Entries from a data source
____________________

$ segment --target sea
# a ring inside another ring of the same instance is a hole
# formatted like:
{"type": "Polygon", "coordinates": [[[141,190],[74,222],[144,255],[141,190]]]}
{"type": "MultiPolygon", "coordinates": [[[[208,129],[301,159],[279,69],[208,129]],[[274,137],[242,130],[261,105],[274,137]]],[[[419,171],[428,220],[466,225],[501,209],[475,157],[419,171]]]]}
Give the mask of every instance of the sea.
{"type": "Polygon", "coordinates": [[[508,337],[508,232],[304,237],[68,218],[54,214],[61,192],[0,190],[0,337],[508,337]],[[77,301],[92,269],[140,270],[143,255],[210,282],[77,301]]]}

____________________

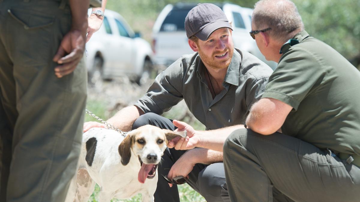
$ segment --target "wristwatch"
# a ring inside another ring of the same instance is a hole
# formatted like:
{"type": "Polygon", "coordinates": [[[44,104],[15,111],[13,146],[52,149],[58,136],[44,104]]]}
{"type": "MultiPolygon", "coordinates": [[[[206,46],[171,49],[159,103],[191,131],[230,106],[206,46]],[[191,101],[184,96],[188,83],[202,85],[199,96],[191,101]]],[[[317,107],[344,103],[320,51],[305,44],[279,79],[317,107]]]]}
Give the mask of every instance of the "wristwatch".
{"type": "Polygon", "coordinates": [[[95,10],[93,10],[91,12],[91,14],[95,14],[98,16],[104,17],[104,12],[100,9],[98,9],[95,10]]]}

____________________

YOUR GOAL — Pick out every line in the entries above that contains the word "wristwatch". Case matters.

RESULT FOR THIS TASK —
$ segment --target "wristwatch"
Give the mask of every instance of the "wristwatch".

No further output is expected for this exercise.